◆ **Aim of the task**
Please pull out each line of the listing below that contains the word "shirt", copying those lines in full.
-------
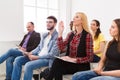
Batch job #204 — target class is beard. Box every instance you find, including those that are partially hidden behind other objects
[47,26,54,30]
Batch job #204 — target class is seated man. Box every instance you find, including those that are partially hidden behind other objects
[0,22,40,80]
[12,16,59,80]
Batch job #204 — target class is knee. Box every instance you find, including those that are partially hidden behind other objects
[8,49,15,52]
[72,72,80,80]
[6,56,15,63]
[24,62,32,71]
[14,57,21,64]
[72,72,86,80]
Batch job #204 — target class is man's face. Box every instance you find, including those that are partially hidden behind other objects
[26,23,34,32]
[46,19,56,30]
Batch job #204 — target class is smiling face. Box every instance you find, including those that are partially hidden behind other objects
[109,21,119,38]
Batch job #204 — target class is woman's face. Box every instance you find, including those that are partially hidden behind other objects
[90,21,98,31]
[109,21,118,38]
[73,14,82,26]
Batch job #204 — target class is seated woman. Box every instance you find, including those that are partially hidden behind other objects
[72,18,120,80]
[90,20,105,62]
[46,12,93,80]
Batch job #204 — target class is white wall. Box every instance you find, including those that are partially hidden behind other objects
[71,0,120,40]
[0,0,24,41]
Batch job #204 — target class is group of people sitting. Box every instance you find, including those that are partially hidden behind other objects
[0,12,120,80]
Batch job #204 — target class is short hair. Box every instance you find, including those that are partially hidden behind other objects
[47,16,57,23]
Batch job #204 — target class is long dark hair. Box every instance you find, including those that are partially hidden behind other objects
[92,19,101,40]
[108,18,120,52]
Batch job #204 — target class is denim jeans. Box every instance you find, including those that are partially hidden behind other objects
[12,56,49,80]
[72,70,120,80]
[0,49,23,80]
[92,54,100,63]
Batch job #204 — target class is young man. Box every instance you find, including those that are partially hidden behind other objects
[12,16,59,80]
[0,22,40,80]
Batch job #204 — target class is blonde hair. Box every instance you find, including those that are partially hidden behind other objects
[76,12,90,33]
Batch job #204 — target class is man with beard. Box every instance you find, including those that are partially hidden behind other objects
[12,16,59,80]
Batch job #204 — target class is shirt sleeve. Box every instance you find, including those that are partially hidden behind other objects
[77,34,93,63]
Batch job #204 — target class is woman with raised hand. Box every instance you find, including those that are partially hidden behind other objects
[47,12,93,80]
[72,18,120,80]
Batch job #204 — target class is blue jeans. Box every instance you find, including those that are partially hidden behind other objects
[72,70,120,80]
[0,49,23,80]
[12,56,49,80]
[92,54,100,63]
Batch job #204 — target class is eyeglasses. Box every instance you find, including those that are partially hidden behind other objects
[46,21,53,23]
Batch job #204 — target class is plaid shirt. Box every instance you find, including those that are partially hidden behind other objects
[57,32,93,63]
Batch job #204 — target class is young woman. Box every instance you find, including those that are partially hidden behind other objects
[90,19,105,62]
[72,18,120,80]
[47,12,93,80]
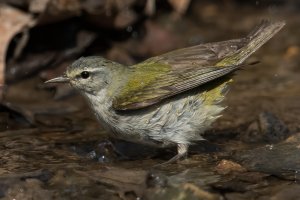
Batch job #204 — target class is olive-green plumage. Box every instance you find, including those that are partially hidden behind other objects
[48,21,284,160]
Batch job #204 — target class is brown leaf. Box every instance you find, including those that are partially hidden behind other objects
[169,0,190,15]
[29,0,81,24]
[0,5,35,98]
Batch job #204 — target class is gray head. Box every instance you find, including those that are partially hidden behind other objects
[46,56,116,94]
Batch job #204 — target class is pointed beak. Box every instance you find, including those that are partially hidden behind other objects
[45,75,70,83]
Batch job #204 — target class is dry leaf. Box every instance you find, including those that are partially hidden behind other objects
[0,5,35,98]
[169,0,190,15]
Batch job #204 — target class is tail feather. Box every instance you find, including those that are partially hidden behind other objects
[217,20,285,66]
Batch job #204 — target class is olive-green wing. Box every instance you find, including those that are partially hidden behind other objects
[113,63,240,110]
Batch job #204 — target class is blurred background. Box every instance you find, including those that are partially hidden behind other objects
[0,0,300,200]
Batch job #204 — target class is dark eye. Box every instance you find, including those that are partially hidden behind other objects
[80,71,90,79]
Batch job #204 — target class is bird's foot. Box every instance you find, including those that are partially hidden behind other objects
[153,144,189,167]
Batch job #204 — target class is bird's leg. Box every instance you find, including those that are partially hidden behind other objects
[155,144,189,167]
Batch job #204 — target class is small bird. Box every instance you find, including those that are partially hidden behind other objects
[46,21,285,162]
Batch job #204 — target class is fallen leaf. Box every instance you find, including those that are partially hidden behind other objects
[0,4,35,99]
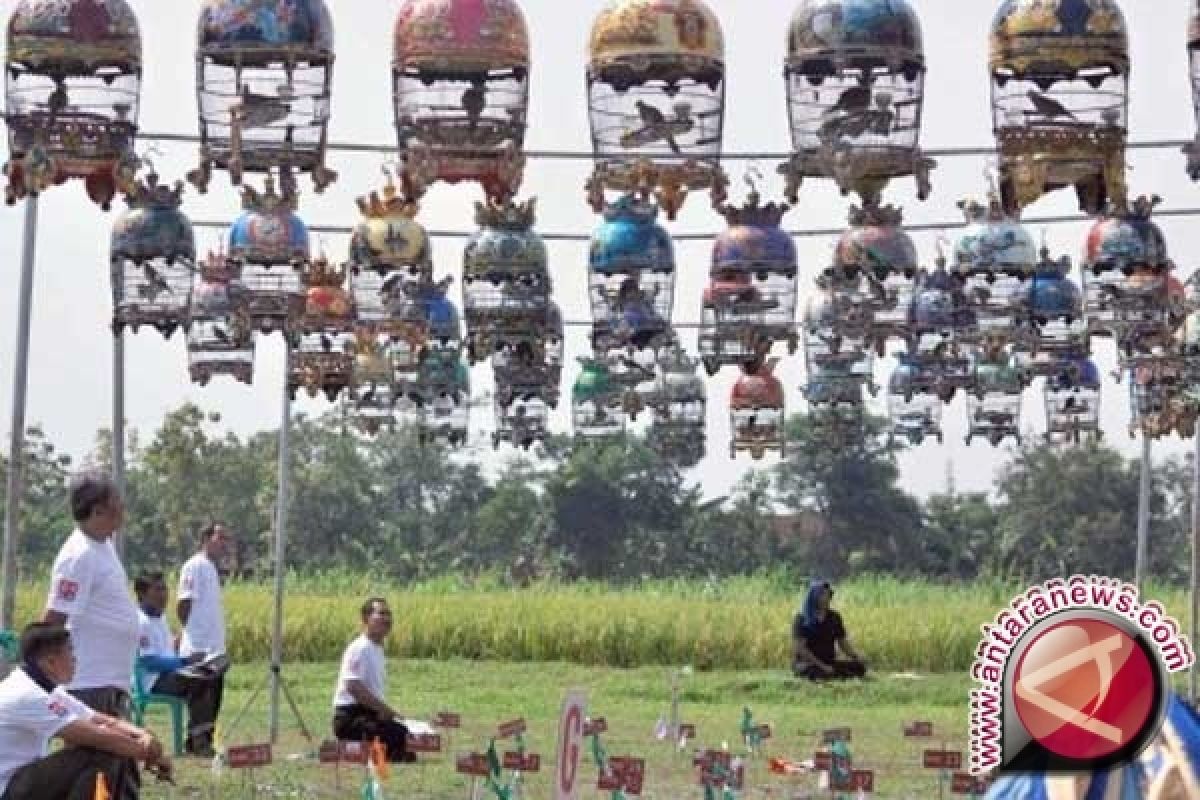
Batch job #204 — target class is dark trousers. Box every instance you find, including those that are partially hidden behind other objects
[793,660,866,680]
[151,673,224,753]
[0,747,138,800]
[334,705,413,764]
-------
◆ **Solution to this task**
Batch job #204 — target class is shirt sleeve. Box every instance you find, including those that are partially hidden behind other objects
Batch job #204 — target class is plaid shirt. Box every instance you find, including those that are partially hidden behind other objects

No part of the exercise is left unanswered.